▶ [CHALLENGE] Reproduce word for word the lines of the records from the line with "the window, given" up to and including the line with "[[74, 12], [16, 21], [50, 15], [30, 18]]".

▶ [RECORD SET]
========================================================================

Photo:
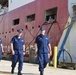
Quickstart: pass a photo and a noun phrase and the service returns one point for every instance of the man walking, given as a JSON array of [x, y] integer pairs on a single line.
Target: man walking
[[44, 49], [1, 48], [18, 51]]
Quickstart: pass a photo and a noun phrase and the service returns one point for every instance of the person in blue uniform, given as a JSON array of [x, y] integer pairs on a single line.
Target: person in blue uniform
[[1, 48], [18, 51], [44, 49]]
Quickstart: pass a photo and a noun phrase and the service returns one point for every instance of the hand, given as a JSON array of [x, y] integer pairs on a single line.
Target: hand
[[35, 53], [13, 52], [2, 51], [23, 53]]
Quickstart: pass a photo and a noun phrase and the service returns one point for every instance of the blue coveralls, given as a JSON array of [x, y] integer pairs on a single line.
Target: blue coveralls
[[42, 44], [18, 48], [0, 49]]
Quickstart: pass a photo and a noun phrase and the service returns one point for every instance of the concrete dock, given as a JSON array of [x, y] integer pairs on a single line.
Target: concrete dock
[[32, 69]]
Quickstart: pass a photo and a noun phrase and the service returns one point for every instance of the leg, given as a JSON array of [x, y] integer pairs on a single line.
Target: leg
[[14, 61]]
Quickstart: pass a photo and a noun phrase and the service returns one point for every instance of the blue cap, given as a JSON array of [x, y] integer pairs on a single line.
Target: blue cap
[[19, 30], [42, 28]]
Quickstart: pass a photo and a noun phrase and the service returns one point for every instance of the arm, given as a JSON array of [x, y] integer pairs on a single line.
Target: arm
[[35, 48], [2, 47], [49, 45], [12, 49], [23, 48]]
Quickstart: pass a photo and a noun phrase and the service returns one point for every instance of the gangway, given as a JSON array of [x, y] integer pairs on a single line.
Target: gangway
[[72, 14]]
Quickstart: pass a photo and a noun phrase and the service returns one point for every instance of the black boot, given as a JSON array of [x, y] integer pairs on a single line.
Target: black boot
[[19, 73], [41, 72], [12, 71]]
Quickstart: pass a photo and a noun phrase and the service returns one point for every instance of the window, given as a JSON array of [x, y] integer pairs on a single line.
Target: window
[[74, 12], [16, 21], [50, 15], [30, 18]]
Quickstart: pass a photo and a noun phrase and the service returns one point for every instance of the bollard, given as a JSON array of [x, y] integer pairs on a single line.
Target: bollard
[[55, 57]]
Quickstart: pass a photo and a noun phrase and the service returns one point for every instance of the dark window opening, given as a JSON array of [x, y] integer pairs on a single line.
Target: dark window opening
[[50, 15], [30, 18], [16, 21]]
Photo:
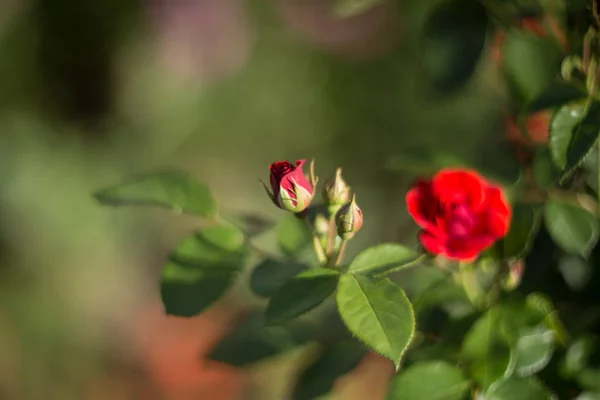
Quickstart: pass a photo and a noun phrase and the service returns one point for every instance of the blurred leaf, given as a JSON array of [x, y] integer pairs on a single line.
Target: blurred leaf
[[201, 269], [524, 224], [558, 94], [578, 354], [531, 64], [378, 313], [304, 292], [453, 41], [175, 190], [575, 271], [381, 258], [292, 235], [562, 127], [270, 275], [539, 302], [573, 228], [533, 351], [252, 342], [514, 388], [588, 396], [351, 8], [337, 359], [429, 381], [545, 172]]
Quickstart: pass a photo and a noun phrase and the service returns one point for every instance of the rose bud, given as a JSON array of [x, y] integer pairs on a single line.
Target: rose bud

========================================================================

▶ [SOLVED PROBLEM]
Quickstart: pass a photo and a noun phrase and the service returns one point for every instance of the window, given as a JSON array of [x, y] integer pairs on a single line.
Target: window
[[74, 12], [16, 21], [50, 15], [30, 18]]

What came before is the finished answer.